Working data —
:::

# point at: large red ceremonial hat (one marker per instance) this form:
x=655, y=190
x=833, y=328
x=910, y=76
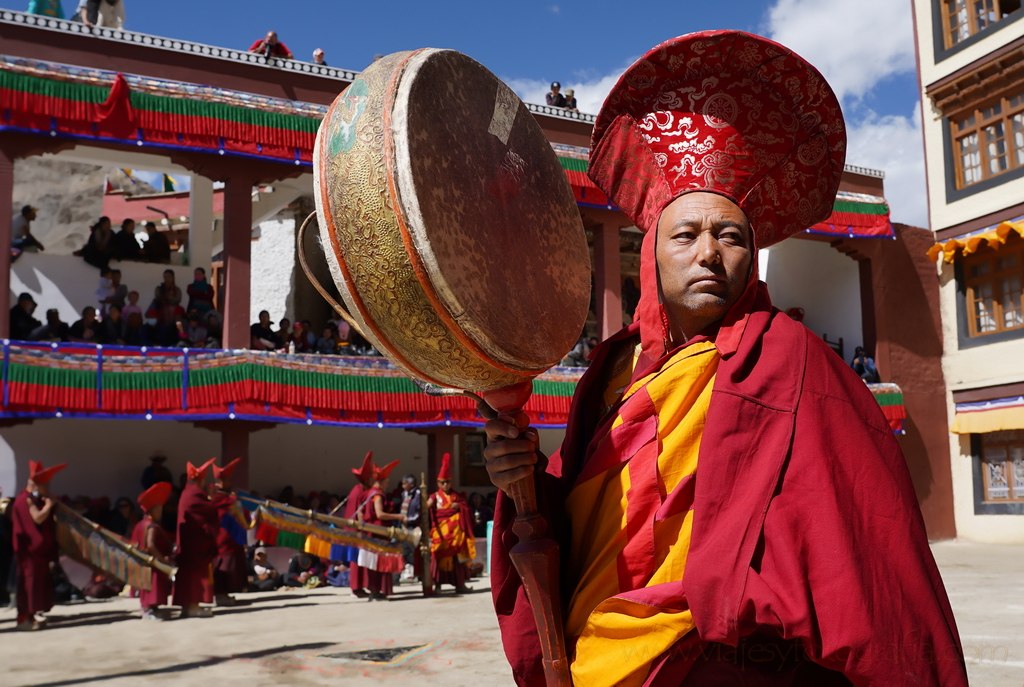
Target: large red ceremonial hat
x=155, y=496
x=724, y=112
x=43, y=475
x=445, y=471
x=193, y=472
x=365, y=473
x=225, y=471
x=382, y=473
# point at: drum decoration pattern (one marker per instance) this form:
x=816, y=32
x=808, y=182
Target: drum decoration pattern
x=446, y=221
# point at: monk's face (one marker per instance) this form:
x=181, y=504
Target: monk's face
x=704, y=260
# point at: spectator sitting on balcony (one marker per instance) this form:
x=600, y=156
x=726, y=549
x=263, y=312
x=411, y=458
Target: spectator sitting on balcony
x=269, y=46
x=85, y=330
x=125, y=244
x=284, y=334
x=157, y=248
x=570, y=99
x=328, y=343
x=554, y=96
x=46, y=8
x=112, y=329
x=131, y=307
x=200, y=293
x=262, y=337
x=99, y=248
x=20, y=230
x=863, y=365
x=53, y=330
x=22, y=321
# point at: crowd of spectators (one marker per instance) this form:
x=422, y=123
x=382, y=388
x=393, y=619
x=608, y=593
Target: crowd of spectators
x=556, y=98
x=118, y=317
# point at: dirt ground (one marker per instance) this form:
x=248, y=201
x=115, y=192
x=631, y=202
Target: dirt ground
x=295, y=638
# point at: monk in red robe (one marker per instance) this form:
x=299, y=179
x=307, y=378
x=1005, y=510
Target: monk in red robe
x=230, y=564
x=380, y=585
x=353, y=505
x=198, y=525
x=151, y=538
x=35, y=538
x=731, y=504
x=452, y=544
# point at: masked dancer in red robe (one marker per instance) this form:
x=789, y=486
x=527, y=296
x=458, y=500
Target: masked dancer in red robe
x=230, y=563
x=364, y=479
x=380, y=585
x=35, y=537
x=452, y=545
x=198, y=525
x=151, y=538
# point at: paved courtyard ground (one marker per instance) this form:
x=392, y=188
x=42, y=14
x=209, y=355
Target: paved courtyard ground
x=295, y=638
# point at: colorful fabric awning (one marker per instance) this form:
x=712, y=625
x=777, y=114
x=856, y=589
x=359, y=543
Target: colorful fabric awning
x=992, y=237
x=76, y=102
x=854, y=215
x=174, y=384
x=890, y=398
x=989, y=416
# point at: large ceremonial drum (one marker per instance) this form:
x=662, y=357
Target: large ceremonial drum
x=448, y=223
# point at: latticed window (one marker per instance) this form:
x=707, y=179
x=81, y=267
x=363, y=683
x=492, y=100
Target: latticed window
x=1003, y=467
x=989, y=140
x=994, y=282
x=963, y=18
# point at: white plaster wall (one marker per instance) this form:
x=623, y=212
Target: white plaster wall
x=813, y=275
x=988, y=528
x=69, y=284
x=273, y=269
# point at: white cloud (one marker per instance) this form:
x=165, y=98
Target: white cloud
x=893, y=143
x=854, y=45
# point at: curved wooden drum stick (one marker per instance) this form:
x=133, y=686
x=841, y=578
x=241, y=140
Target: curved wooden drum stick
x=536, y=555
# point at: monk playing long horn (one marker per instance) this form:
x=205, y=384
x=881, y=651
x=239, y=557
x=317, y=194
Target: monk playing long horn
x=735, y=508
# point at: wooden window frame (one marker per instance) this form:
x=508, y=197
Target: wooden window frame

:::

What is being asked — The answer consists only of the lines from the one containing "Target: colorful fabric awning" to the end of the records, each written out exactly.

Answer to this task —
Target: colorful fabric awning
x=992, y=237
x=76, y=102
x=854, y=215
x=174, y=384
x=890, y=398
x=989, y=416
# point at: large ceremonial drum (one marker per instance) this form:
x=662, y=357
Target: large ceremonial drum
x=448, y=223
# point at: latticed window (one marker per instance) this form:
x=707, y=179
x=81, y=267
x=363, y=683
x=492, y=100
Target: latticed window
x=1003, y=467
x=989, y=140
x=994, y=282
x=963, y=18
# point at: white plaster wall (one marker per instance) this form:
x=623, y=212
Target: white plaster wall
x=813, y=275
x=988, y=528
x=69, y=284
x=273, y=269
# point at: white cloud (one marker per instance) this form:
x=165, y=98
Target: white cloud
x=893, y=143
x=854, y=45
# point at: curved wooden drum stick (one marker per instance) this form:
x=133, y=686
x=841, y=578
x=241, y=140
Target: curved wooden drum stick
x=536, y=555
# point at: monk playing long horn (one marker per instance) this form:
x=205, y=384
x=881, y=651
x=239, y=557
x=317, y=194
Target: monk playing long horn
x=735, y=508
# point at: wooden window frame (one marker per instance) this form:
x=508, y=197
Target: wooden window frame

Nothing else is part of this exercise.